> Article:
_ _ _

MCA imposed Penalty of Rs.14 Lakhs for Calculation Error in CSR Expenditure:
Ministry of Corporate Affairs vide its Gazette Notification No. A-42011/112/2014-Ad.II,
dated 24.03.2015 (See SO 831(E), dated 24.03.2015) appointed undersigned as
Adjudicating Officer in exercise of the powers conferred by section 454(1) of the
Companies Act, 2013 (herein after known as Act) r/w Companies (Adjudication of
Penalties) Rules, 2014 for adjudging penalties under the provisions of this Act.
Whereas the company viz. AECOM INDIA PRIVATE LIMITED (herein after known as
'company') incorporated under the Companies Act, 1956 having its registered office
as per MCA21 Registry at address 9th Floor, Infinity Tower - C, DLF Cyber City,
DLF Phase-II, Gurgaon,Haryana,122002, India.
Facts about the Case:
This office is in receipt of application on 29.05.2023 (GNL 1 SRN F61320933)
wherein the company, directors and KMP have admitted non-compliance of section
135(3)(o) and Section 135(5) of the Act. It is stated that the Company spent Rs.
65,53,120/- on account of CSR during the F.Y. 2021-22. Subsequently the Company
noticed a calculation error and as per the revised calculation the spending requirement
was Rs. 71,88,446/- which resulted in an underspending of Rs.6,35,326/- towards its
CSR obligation for F.Y. 2021-22.
That the Company came to know about the unspent amount of Rs. 6,35,326/-
after the expiry of time limit of 6 months from end of Financial Year, provided in the
law for transfer of unspent amount to the funds specified in Schedule VII
Subsequently, the company transferred Rs. 6,35,866 against unspent amount
of Rs. 6,35,326/- to "PM Cares Fund", a fund specified under Schedule VII of the
Companies Act 2013 on December 09, 2022
A SCN was issued to company vide dated 19.09.2023 in response to which
company had submitted its reply on 03.10.2023. In view of submissions made in reply,
a hearing in the matter was scheduled for oral submissions on 28.12.2023. Mr. Neeraj
Kumar (KMP) and Mr. Divesh Goya! (PCS) authorised representatives of the Company
appeared for hearing and submitted as under
That in the present case the company has already rectified the default and it has on
its own filed an application to adjudicate this matter. Therefore, a lenient view may
be taken at the time of imposition of penalties.
Factor considered for adjudication:
It is undeniable that at the first instance, the company and its officers had
applied for adjudication on its own, after admitting its default.
It is clear that section 135 of the Act and rules made thereunder casts an onus
on the Board to comply with the provisions. The responsibility inter alia includes that
the Board shall not only ensure that the company spends, in every financial year, at least two per cent of the average net profits of the company made during the three
immediately preceding financial years but shall also satisfy itself regarding the
utilisation of the disbursed CSR funds. The Board here refers to all the directors of the
company, whether executive or otherwise. It is a trite principle of law that in case the
law casts an obligation upon any person/body, the liability in case of default in
complying with such obligation would also squarely lie with such person/body. The
FAQs issued by the Ministry also unequivocally point out in the same direction that —
CSR is a Board driven process. Thus, the onus of non-compliance would also lie on
the Board itself.

_ _ _

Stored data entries
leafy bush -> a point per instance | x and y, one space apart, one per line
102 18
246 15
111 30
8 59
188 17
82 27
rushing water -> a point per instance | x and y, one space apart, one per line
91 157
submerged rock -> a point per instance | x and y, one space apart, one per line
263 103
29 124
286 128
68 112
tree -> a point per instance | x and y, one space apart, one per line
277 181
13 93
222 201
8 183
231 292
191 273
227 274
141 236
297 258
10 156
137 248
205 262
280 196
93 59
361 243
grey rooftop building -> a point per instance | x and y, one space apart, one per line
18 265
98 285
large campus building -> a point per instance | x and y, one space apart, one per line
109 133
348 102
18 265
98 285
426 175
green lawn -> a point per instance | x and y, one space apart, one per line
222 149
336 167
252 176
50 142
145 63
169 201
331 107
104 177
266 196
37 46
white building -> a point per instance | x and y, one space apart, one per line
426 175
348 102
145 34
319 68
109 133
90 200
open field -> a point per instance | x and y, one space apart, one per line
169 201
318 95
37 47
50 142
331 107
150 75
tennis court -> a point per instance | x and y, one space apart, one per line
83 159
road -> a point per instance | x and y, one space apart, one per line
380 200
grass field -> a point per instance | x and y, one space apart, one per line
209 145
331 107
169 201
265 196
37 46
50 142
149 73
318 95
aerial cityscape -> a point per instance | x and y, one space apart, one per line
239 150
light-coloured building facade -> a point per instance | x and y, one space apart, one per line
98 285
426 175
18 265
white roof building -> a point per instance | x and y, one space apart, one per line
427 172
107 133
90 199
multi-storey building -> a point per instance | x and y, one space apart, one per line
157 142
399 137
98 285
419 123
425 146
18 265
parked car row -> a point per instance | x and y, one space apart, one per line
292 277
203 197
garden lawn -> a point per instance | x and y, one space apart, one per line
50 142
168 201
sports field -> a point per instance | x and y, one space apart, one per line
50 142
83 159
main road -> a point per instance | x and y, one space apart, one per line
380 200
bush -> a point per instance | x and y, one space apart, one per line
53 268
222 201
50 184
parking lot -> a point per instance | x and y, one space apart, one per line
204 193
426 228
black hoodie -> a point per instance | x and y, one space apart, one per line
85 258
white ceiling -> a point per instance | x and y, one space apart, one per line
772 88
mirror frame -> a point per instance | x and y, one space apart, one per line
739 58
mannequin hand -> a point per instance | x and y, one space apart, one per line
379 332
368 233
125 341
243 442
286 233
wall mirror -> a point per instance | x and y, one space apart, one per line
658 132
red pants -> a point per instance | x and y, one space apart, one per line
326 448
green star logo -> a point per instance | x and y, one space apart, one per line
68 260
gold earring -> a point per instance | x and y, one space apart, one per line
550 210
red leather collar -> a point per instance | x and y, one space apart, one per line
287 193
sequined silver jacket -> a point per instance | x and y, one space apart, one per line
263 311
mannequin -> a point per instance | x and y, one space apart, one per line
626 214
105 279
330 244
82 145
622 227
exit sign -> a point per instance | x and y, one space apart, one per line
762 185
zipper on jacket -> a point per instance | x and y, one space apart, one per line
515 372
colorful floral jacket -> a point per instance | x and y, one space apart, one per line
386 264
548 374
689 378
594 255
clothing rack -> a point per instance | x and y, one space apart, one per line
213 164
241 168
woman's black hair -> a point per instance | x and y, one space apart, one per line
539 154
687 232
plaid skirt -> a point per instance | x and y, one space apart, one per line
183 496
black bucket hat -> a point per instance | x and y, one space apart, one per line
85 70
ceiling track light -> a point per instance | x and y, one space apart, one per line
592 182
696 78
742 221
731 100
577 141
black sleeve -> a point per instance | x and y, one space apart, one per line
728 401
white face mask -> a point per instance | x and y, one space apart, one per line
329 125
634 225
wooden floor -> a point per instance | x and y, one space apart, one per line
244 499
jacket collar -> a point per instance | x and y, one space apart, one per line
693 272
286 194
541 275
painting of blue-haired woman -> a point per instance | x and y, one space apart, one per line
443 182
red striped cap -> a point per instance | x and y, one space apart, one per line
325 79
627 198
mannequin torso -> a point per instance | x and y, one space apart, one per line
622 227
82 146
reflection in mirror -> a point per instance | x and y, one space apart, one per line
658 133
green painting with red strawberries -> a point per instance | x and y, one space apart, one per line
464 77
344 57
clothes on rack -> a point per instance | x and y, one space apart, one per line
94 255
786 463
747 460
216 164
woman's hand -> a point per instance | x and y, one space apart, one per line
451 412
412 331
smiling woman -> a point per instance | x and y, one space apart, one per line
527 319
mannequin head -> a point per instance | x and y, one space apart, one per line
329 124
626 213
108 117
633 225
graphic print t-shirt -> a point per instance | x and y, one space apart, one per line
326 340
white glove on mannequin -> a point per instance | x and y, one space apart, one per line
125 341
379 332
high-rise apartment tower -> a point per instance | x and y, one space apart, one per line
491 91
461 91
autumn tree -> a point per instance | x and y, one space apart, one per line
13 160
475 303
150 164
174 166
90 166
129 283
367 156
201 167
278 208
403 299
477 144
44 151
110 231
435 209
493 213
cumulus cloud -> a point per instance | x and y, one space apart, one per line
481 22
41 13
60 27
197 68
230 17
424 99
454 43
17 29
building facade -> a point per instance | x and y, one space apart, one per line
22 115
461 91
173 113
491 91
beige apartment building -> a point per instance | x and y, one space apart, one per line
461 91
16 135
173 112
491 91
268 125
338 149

_ _ _

> Prompt 1: Transcribe the CSR penalty order, starting with "MCA imposed Penalty" and going on through "Phase-II, Gurgaon,Haryana,122002, India.".
> Prompt 2: According to the CSR penalty order, which fund did the company transfer the unspent amount to, and on what date?

> Right answer 1:
MCA imposed Penalty of Rs.14 Lakhs for Calculation Error in CSR Expenditure:
Ministry of Corporate Affairs vide its Gazette Notification No. A-42011/112/2014-Ad.II,
dated 24.03.2015 (See SO 831(E), dated 24.03.2015) appointed undersigned as
Adjudicating Officer in exercise of the powers conferred by section 454(1) of the
Companies Act, 2013 (herein after known as Act) r/w Companies (Adjudication of
Penalties) Rules, 2014 for adjudging penalties under the provisions of this Act.
Whereas the company viz. AECOM INDIA PRIVATE LIMITED (herein after known as
'company') incorporated under the Companies Act, 1956 having its registered office
as per MCA21 Registry at address 9th Floor, Infinity Tower - C, DLF Cyber City,
DLF Phase-II, Gurgaon,Haryana,122002, India.

> Right answer 2: The "PM Cares Fund", on December 09, 2022.